### WHAT IS REQUIRED
Write out the passage of the committee report on computer-implemented inventions from "14. PATENTABILITY OF" to "of computer-implemented inventions.".

### TEXT SEGMENT
= = = = =
Select Committee on European Scrutiny Forty-First Report


14. PATENTABILITY OF COMPUTER-IMPLEMENTED INVENTIONS


(23313)

6580/02

COM(02) 92


Draft Directive of the European Parliament and of the Council on the patentability of computer-implemented inventions.

Legal base:Article 95; co-decision; qualified majority voting
Department:Trade and Industry
Basis of consideration:Minister's letter of 30 October 2002
Previous Committee Report:HC 152-xxxv (2001-02), paragraph 11 (3 July 2002)
To be discussed in Council:14-15 November 2002
Committee's assessment:Politically important
Committee's decision:Cleared



Background

  14.1  We considered the draft Directive on the patentability of computer-implemented inventions on 3 July. We noted that consultation carried out by the Commission had found that there were sharp divisions between those who wished to see strict limits or a complete ban on software patents, and those who supported harmonisation at more or less the status quo, as defined by the current practice and jurisprudence of the European Patent Office (EPO).

  14.2  We noted the Commission's conclusion that the balance of advantage lay with harmonisation on the basis of existing EPO practice and with making the conditions of patentability more transparent. We also noted that the Government's own consultation had reached the conclusion that software should not be patentable where there was no technological innovation, but that such innovations should not cease to be patentable merely because the innovation lay in software. The consultation also showed a need for the law to express this more clearly. In relation to the draft Directive, we noted that the Government would be consulting on how far the proposal met these objectives, and asked the Government to provide an analysis of the responses to the consultation.
= = = = =
### DATA RECORDS
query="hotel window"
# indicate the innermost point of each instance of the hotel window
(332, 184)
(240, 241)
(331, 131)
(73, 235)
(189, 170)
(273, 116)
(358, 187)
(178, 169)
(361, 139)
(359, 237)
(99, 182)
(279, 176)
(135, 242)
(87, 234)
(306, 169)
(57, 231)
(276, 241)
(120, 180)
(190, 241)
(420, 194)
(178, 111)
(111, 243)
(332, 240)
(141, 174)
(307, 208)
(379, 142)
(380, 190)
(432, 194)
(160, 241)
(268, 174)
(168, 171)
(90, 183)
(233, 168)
= = = = =
### TASK ANSWER
14. PATENTABILITY OF COMPUTER-IMPLEMENTED INVENTIONS


(23313)

6580/02

COM(02) 92


Draft Directive of the European Parliament and of the Council on the patentability of computer-implemented inventions.